Edwin Vincent Sperr, AHIP
Received 01 August 2018: Accepted 01 January 2019
The PubMed Clinical Study Category filters are subdivided into “Broad” and “Narrow” versions that are designed to maximize either sensitivity or specificity by using two different sets of keywords and Medical Subject Headings (MeSH). A searcher might assume that all items retrieved by Narrow would also be found by Broad, but there are occasions when some [Filter name]/Narrow citations are missed when using [Filter name]/Broad alone. This study quantifies the size of this effect.
For each of the five Clinical Study Categories, PubMed was searched for citations matching the query Filter/Narrow NOT Filter/Broad. This number was compared with that for Filter/Broad to compute the number of Narrow citations missed per 1,000 Broad. This process was repeated for the MeSH terms for “Medicine” and “Diseases,” as well as for a set of individual test searches.
The Clinical Study Category filters for Etiology, Clinical Prediction Guides, Diagnosis, and Prognosis all showed notable numbers of Filter/Narrow citations that were missed when searching Filter/Broad alone. This was particularly true for Prognosis, where a searcher could easily miss one Prognosis/Narrow citation for every ten Prognosis/Broad citations retrieved.
Users of the Clinical Study Category filters (except for Therapy) should consider combining Filter/Narrow together with Filter/Broad in their search strategy. This is particularly true when using Prognosis/Broad, as otherwise there is a substantial risk of missing potentially relevant citations.
It is widely appreciated that the rapid proliferation of the biomedical literature has made it increasingly difficult for health care practitioners to efficiently find the information that they need to do their jobs. In large bibliographic databases such as MEDLINE, the sorts of rigorous clinical studies that might inform clinical decision-making are mixed together with a host of letters, case reports, and notes from the frontiers of bench science. This poses a challenge to full-time clinicians, who typically have minimal training in bibliographic searching and very little time to devote to locating resources. Many measures have been designed to deal with this issue, including the use of specialized search “hedges” (or “filters”) for clinicians.
Search hedges are tools that are designed to focus a database search by emphasizing retrieval of items relating to a particular topic. These can be implemented in many ways, but most often take the form of pre-coordinated strings of text words, phrases, and subject headings that are combined with a user’s search to selectively limit retrieval. By ensuring that all results contain the words or concepts contained in the hedge, it is possible to increase the number of putatively relevant results for a given search, while simultaneously decreasing the effort required on the part of the searcher. Hedges are sometimes used by librarians when performing complex searches, but it is unlikely that non-information professionals would use these tools unless they were made explicitly aware of them. It is to this end that the National Library of Medicine has linked a tool called the “PubMed Clinical Queries” from the front page of PubMed .

● **EXERCISE TASKS**
**a.** In the filter study, for which Clinical Study Category could a searcher miss about one Narrow citation for every ten Broad citations retrieved?
**b.** Reproduce the portion of the filter study starting with "For each of" and going on through "Prognosis/Broad citations retrieved.".

● **RECORD EXTRACTS**

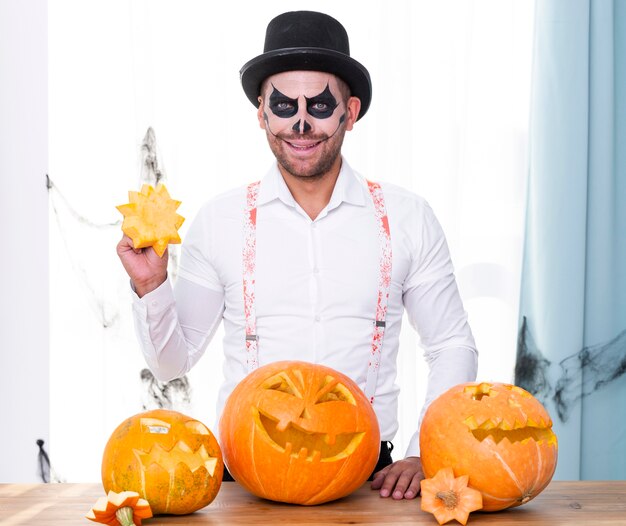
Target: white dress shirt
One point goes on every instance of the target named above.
(316, 291)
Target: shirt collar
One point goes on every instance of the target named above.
(349, 188)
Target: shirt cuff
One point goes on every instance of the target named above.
(156, 301)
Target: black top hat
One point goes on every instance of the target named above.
(305, 40)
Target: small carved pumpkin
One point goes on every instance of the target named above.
(171, 460)
(299, 432)
(497, 434)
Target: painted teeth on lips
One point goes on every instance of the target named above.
(303, 145)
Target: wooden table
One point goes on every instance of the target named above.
(562, 503)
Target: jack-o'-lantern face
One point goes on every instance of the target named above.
(171, 460)
(296, 415)
(497, 434)
(289, 428)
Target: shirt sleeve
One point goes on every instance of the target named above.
(434, 308)
(174, 326)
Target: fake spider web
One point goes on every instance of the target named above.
(577, 376)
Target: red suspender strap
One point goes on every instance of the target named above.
(249, 267)
(384, 280)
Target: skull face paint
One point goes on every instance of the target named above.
(321, 106)
(305, 118)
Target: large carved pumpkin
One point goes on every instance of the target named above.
(497, 434)
(300, 433)
(171, 460)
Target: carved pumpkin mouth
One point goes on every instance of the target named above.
(300, 443)
(517, 427)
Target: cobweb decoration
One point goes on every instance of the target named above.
(174, 395)
(150, 171)
(102, 292)
(578, 376)
(73, 227)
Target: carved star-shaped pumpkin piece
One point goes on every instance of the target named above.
(150, 218)
(125, 508)
(449, 498)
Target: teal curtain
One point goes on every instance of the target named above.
(572, 340)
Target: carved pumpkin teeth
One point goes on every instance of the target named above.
(292, 440)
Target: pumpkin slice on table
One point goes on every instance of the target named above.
(125, 509)
(448, 498)
(150, 219)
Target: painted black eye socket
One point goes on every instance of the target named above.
(281, 105)
(319, 106)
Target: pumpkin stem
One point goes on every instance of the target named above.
(125, 516)
(450, 498)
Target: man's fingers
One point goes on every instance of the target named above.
(379, 477)
(414, 487)
(400, 480)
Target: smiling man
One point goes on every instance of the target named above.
(313, 262)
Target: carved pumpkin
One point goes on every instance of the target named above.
(497, 434)
(300, 433)
(150, 219)
(171, 460)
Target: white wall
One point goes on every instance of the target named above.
(24, 358)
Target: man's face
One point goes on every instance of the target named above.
(305, 118)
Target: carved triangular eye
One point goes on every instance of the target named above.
(281, 382)
(335, 393)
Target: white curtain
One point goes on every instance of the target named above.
(448, 120)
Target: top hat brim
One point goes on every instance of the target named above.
(255, 71)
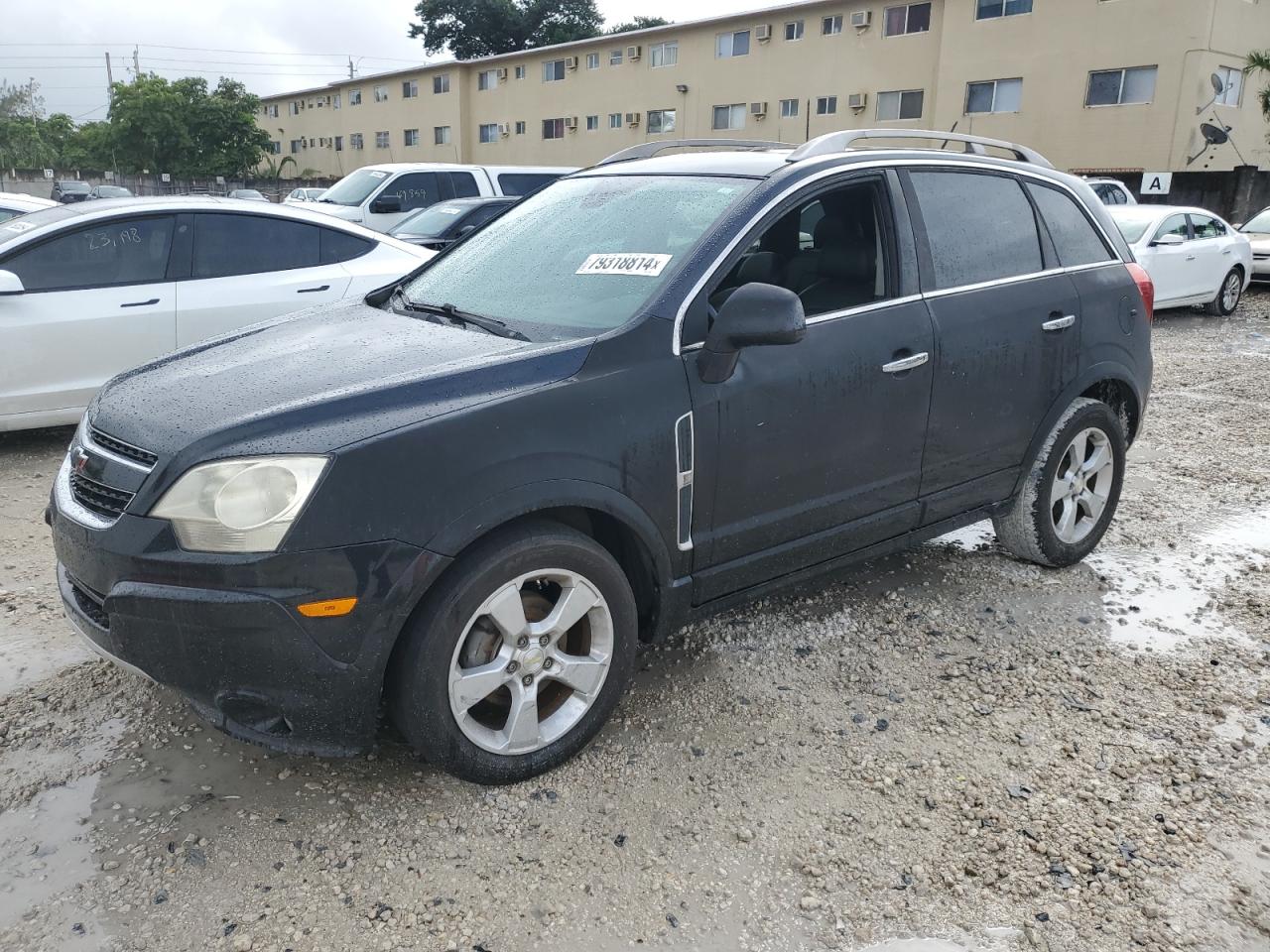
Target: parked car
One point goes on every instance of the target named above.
(109, 191)
(630, 402)
(67, 190)
(1111, 191)
(1192, 255)
(1257, 231)
(381, 195)
(90, 290)
(300, 195)
(444, 223)
(14, 203)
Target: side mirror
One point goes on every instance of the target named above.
(10, 284)
(754, 315)
(386, 204)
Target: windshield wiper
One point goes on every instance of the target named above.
(452, 313)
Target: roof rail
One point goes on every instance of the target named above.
(974, 145)
(647, 150)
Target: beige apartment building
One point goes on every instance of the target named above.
(1096, 85)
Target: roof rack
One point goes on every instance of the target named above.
(647, 150)
(835, 143)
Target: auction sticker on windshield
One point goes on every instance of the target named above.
(627, 263)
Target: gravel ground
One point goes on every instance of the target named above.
(948, 751)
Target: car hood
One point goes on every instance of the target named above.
(318, 380)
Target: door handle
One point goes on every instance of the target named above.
(906, 363)
(1060, 322)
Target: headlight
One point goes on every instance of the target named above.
(239, 506)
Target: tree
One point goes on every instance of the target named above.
(639, 23)
(474, 28)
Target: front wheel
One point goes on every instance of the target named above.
(1227, 296)
(1072, 490)
(520, 655)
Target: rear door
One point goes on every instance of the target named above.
(1007, 330)
(98, 301)
(248, 268)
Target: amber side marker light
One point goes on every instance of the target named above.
(330, 608)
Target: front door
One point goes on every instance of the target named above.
(815, 449)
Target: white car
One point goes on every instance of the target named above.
(94, 289)
(12, 204)
(302, 195)
(381, 195)
(1257, 231)
(1192, 255)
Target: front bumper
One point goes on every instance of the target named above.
(225, 633)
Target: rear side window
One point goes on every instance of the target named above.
(249, 244)
(118, 252)
(1075, 238)
(979, 227)
(340, 246)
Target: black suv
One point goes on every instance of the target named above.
(653, 390)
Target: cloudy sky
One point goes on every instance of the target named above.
(270, 45)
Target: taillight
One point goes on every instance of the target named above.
(1146, 287)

● **ANSWERS GIVEN**
**a.** Prognosis

**b.**
For each of the five Clinical Study Categories, PubMed was searched for citations matching the query Filter/Narrow NOT Filter/Broad. This number was compared with that for Filter/Broad to compute the number of Narrow citations missed per 1,000 Broad. This process was repeated for the MeSH terms for “Medicine” and “Diseases,” as well as for a set of individual test searches.
The Clinical Study Category filters for Etiology, Clinical Prediction Guides, Diagnosis, and Prognosis all showed notable numbers of Filter/Narrow citations that were missed when searching Filter/Broad alone. This was particularly true for Prognosis, where a searcher could easily miss one Prognosis/Narrow citation for every ten Prognosis/Broad citations retrieved.